• **Dataset excerpt**
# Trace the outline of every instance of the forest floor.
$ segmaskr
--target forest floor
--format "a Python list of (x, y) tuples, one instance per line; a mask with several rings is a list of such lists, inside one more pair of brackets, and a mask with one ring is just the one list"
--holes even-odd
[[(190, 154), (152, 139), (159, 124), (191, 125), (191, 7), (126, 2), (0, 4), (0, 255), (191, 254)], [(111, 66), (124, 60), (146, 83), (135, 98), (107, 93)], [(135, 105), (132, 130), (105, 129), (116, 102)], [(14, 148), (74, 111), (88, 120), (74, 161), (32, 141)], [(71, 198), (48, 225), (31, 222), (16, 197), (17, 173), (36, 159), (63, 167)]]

• **Work required**
Output every line of the records above again, without changing a single character.

• **Answer to the problem**
# Trace the outline of every instance of the forest floor.
$ segmaskr
--target forest floor
--format "a Python list of (x, y) tuples, one instance per line; a mask with several rings is a list of such lists, inside one more pair of brackets, and a mask with one ring is just the one list"
--holes even-odd
[[(190, 154), (152, 139), (159, 124), (191, 125), (191, 7), (126, 2), (0, 4), (0, 255), (191, 254)], [(111, 66), (124, 60), (146, 83), (135, 98), (107, 93)], [(135, 105), (132, 130), (105, 129), (116, 102)], [(14, 148), (74, 111), (88, 120), (74, 161), (32, 141)], [(71, 198), (48, 225), (31, 222), (16, 197), (17, 173), (36, 159), (63, 167)]]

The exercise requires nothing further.